* _Work request_:
The records that follow must be repeated exactly, except for their pictures.

* _Data provided_:

BEGIN

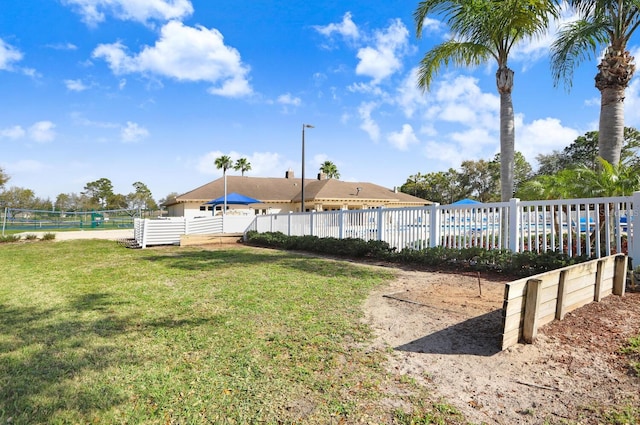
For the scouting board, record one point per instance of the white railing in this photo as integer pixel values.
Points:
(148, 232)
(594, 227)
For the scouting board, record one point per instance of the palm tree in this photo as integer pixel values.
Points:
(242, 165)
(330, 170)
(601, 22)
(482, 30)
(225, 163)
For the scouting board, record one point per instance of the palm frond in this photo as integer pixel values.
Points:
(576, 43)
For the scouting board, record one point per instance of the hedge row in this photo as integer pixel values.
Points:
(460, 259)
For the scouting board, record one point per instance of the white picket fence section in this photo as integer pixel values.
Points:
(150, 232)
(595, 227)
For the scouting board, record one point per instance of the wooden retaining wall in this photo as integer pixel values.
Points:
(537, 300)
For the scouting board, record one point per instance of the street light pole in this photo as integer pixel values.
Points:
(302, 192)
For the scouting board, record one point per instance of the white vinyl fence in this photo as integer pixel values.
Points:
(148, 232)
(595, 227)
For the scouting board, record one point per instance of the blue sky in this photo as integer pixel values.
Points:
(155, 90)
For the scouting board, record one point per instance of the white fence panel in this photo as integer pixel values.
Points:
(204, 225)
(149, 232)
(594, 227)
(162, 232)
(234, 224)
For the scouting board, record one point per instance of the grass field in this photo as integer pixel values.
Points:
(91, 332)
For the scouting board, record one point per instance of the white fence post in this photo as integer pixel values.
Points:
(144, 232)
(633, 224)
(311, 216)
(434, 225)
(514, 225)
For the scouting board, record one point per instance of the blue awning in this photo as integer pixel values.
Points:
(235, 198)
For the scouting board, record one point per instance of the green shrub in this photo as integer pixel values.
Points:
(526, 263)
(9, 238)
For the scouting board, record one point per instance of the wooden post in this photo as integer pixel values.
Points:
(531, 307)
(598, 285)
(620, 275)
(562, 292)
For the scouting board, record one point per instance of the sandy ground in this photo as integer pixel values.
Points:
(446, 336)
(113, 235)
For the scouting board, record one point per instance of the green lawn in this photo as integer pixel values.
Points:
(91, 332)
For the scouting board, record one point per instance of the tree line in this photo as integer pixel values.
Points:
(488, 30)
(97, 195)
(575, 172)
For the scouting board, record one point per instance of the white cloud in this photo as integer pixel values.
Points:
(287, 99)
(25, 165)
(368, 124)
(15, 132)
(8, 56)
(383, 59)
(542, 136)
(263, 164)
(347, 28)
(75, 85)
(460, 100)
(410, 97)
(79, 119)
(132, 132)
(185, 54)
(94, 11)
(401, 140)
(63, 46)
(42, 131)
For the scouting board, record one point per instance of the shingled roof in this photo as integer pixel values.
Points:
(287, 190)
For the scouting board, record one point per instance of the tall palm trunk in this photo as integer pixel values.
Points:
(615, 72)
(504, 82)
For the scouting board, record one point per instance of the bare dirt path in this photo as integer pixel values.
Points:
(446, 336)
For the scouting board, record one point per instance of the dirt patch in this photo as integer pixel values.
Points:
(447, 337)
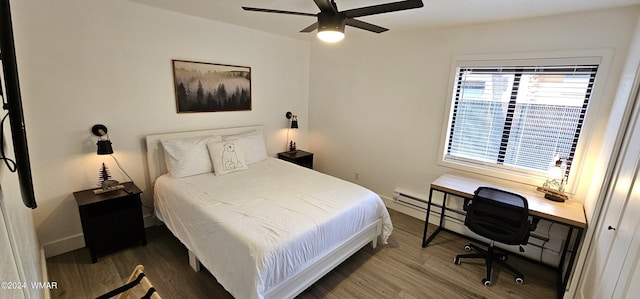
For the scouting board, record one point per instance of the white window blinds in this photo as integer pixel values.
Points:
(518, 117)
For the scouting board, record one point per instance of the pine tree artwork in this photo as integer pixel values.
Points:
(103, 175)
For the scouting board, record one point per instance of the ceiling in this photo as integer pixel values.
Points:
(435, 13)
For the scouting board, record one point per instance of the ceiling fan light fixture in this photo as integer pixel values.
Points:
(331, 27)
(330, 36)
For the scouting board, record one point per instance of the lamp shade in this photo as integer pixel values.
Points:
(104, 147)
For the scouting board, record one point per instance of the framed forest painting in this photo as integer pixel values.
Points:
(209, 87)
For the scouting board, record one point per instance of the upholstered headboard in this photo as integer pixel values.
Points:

END

* _Expected answer_:
For the scouting board, record one point per instance of the white railing in this photo as integer pixel values.
Points:
(148, 232)
(594, 227)
For the scouting board, record one point per instance of the palm tree in this photo as integer pixel values.
Points:
(242, 165)
(330, 170)
(601, 22)
(482, 30)
(225, 163)
For the scouting board, record one point per instance of the palm frond in this photo as integer pixel values.
Points:
(576, 43)
For the scouting board, record one point per instance of the hedge row in this photo as integer pixel values.
Points:
(460, 259)
For the scouting board, record one point per instance of the white picket fence section in this photo as integer pixel values.
Points:
(150, 232)
(595, 227)
For the scouting board, record one point per instance of the wooden retaining wall in this photo as integer pixel values.
Points:
(537, 300)
For the scouting board, record one point per instance of the street light pole in this photo as integer pixel values.
Points:
(302, 192)
For the scouting board, record one point per instance of the white vinyl fence in this photo as integer pixel values.
Points:
(148, 232)
(595, 227)
For the scouting board, record one point per instance of the blue sky in this photo as integer pixel values.
Points:
(155, 90)
For the scouting board, record one point per instance of the white fence panel in this photo as integer pixel values.
Points:
(204, 225)
(149, 232)
(594, 227)
(162, 232)
(234, 224)
For the scouting board, record one point per instance of the grass field in this photo as integer pixel values.
Points:
(91, 332)
For the scouting board, record one point per instance of the white fence post in this photo as integer pixel values.
Points:
(144, 232)
(633, 224)
(311, 216)
(434, 225)
(514, 225)
For the scouting board, record one point per instance of the blue awning in this photo as integer pixel values.
Points:
(235, 198)
For the scouting board, record one point per instance of the green shrub in this photo as integer pixel values.
Points:
(526, 263)
(9, 238)
For the scouting board, record one point per instance of the wooden post in this photo as integer pixel values.
Points:
(531, 307)
(598, 285)
(620, 275)
(562, 292)
For the scouting board, record one point per instance of the sandy ground in this photo as integer pixel values.
Points:
(446, 336)
(113, 235)
For the scouting board, record one point per instance of the green lawn in this photo as integer pixel values.
Points:
(91, 332)
For the scouting board, record one point per instance of the tree line in this photo as integer pixel values.
Points:
(488, 30)
(97, 195)
(575, 172)
For the scouting board, record one point per instance of the white cloud in this photo as integer pixel values.
Points:
(287, 99)
(25, 165)
(368, 124)
(15, 132)
(8, 56)
(383, 59)
(542, 136)
(263, 164)
(347, 28)
(75, 85)
(460, 100)
(410, 97)
(79, 119)
(132, 132)
(185, 54)
(94, 11)
(401, 140)
(63, 46)
(42, 131)
For the scouting board, record one point per instance of the shingled roof in this photo as integer pixel values.
Points:
(287, 190)
For the scouting board, record one point per instance of the tall palm trunk in this photo as integer pixel values.
Points:
(615, 72)
(504, 82)
For the scouting board, record one point per instance of the bare dirt path in this photo as integer pixel values.
Points:
(446, 336)
For the scouting board, record one point per instance of the dirt patch in this photo as integer pixel values.
Points:
(447, 337)
For the scouting board, record one point per instance of the white window blinds in this photo as integer pixel values.
Points:
(518, 117)
For the scouting board, record one point per instance of the pine tree artwork in this photo as integer pixel values.
Points:
(103, 175)
For the scouting board, record one point per instance of the ceiling in this photo as integer pixel values.
Points:
(435, 13)
For the scouting board, record one point per instance of the ceiling fan light fixture in this photo as integer pixel values.
Points:
(331, 27)
(330, 36)
For the scouting board, record one point per instance of the lamp shade in this photo as integer pixel values.
Points:
(104, 147)
For the scouting board, record one point per instance of the framed forest painting in this photo as integer pixel values.
Points:
(209, 87)
For the scouting board, record one point per instance of the upholstered headboard in this photo as integer pixel values.
Points:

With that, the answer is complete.